++++ Source extract ++++

Saudi police arrested a man who claimed to have traveled to the Muslim holy city of Mecca on behalf of Queen Elizabeth II to undertake an umrah pilgrimage.
On Monday, the man, a Yemeni national, posted a video recording of himself at the Grand Mosque in Mecca, Islam’s holiest monument, where non-Muslims are not permitted.
In the video, he put up a flag that read, “Umrah for Queen Elizabeth II’s soul, we pray God to accept her in heaven and among the righteous.”
The video went viral on Saudi social media, with many people asking for the man’s imprisonment.
Pilgrims visiting Mecca are not permitted to carry banners or scream messages in Saudi Arabia. While doing umrah on behalf of departed Muslims is permissible, this does not apply to non-Muslims such as the Queen, who was supreme governor of the Church of England, the mother church of the worldwide Anglican communion.
According to a statement broadcast by official media late Monday, security forces at the Grand Mosque “arrested a resident of Yemeni nationality who appeared in a video clip brandishing a banner inside the Grand Mosque, breaking the laws and guidelines for umrah.”
“He was apprehended, legal action was taken against him, and he was referred to the public prosecution.”
State television aired pieces about the incident that included the video clip but blurred the banner.

++++ Supplied material ++++

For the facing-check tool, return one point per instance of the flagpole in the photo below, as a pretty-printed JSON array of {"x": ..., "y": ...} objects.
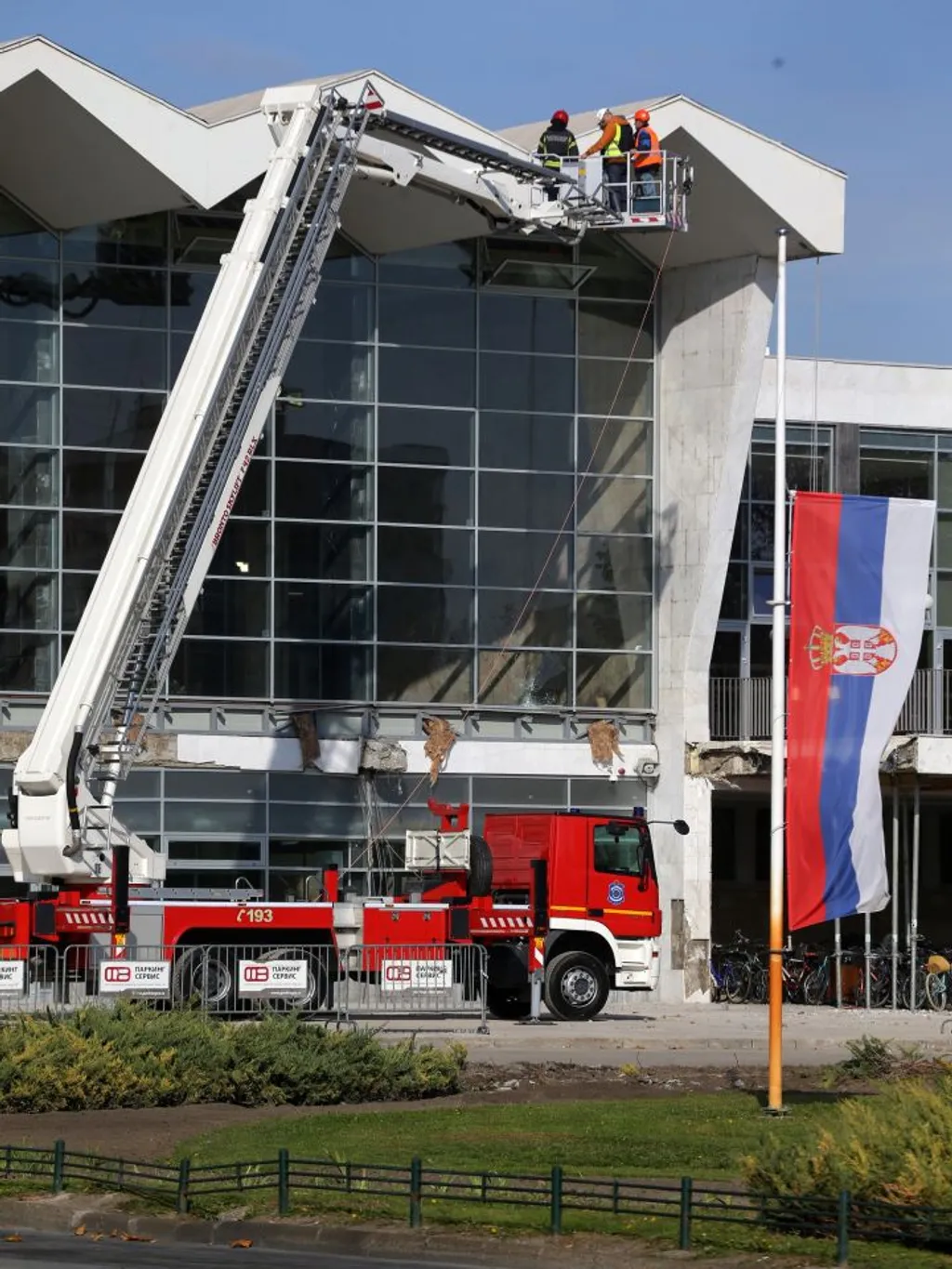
[{"x": 774, "y": 1103}]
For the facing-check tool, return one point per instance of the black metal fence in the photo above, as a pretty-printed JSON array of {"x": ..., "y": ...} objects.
[{"x": 680, "y": 1203}]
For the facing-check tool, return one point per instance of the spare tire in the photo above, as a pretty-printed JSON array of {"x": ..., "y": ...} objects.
[{"x": 480, "y": 880}]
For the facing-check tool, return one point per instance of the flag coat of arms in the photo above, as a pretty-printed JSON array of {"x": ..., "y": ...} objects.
[{"x": 860, "y": 579}]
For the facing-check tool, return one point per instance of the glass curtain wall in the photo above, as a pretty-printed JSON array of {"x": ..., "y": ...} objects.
[{"x": 441, "y": 479}]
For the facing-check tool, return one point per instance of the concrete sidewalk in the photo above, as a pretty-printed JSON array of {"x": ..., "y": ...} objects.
[{"x": 701, "y": 1036}]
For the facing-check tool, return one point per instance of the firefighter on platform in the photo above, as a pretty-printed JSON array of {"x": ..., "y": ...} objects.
[
  {"x": 556, "y": 145},
  {"x": 648, "y": 163},
  {"x": 614, "y": 145}
]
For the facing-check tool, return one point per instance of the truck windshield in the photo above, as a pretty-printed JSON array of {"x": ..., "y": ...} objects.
[{"x": 619, "y": 849}]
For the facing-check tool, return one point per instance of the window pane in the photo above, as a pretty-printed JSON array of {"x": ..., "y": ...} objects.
[
  {"x": 450, "y": 264},
  {"x": 139, "y": 240},
  {"x": 434, "y": 319},
  {"x": 615, "y": 622},
  {"x": 323, "y": 491},
  {"x": 28, "y": 601},
  {"x": 27, "y": 663},
  {"x": 112, "y": 420},
  {"x": 113, "y": 358},
  {"x": 215, "y": 668},
  {"x": 323, "y": 430},
  {"x": 28, "y": 539},
  {"x": 521, "y": 618},
  {"x": 525, "y": 679},
  {"x": 341, "y": 613},
  {"x": 896, "y": 475},
  {"x": 442, "y": 438},
  {"x": 615, "y": 563},
  {"x": 216, "y": 786},
  {"x": 115, "y": 297},
  {"x": 28, "y": 416},
  {"x": 524, "y": 560},
  {"x": 322, "y": 671},
  {"x": 231, "y": 608},
  {"x": 617, "y": 447},
  {"x": 527, "y": 324},
  {"x": 615, "y": 505},
  {"x": 30, "y": 291},
  {"x": 438, "y": 557},
  {"x": 86, "y": 538},
  {"x": 243, "y": 549},
  {"x": 416, "y": 376},
  {"x": 190, "y": 295},
  {"x": 76, "y": 589},
  {"x": 527, "y": 383},
  {"x": 330, "y": 372},
  {"x": 424, "y": 674},
  {"x": 615, "y": 388},
  {"x": 424, "y": 615},
  {"x": 28, "y": 476},
  {"x": 424, "y": 496},
  {"x": 343, "y": 312},
  {"x": 28, "y": 351},
  {"x": 337, "y": 552},
  {"x": 612, "y": 330},
  {"x": 528, "y": 442},
  {"x": 617, "y": 681},
  {"x": 98, "y": 480},
  {"x": 23, "y": 236},
  {"x": 523, "y": 500}
]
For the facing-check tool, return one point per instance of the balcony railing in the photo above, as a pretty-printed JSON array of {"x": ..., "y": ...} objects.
[{"x": 740, "y": 708}]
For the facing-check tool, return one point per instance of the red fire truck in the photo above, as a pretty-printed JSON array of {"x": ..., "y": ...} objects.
[{"x": 587, "y": 883}]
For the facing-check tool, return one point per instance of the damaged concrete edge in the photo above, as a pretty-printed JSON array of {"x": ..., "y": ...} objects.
[{"x": 66, "y": 1213}]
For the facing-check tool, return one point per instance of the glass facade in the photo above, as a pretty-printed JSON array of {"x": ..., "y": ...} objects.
[{"x": 441, "y": 511}]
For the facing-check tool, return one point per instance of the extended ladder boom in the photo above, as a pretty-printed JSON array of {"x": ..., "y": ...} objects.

++++

▶ _Questions on the material_:
1/ List the three actions that the statement quoted in the news report on the Mecca arrest says were taken against the man.
2/ Answer these questions from the news report on the Mecca arrest:
(a) What nationality was the arrested man?
(b) On what day did he post the video of himself at the Grand Mosque?
(c) What did state television blur when it aired the video clip?

▶ _Answer set_:
1/
He was apprehended.
Legal action was taken against him.
He was referred to the public prosecution.

2/
(a) Yemeni
(b) Monday
(c) The banner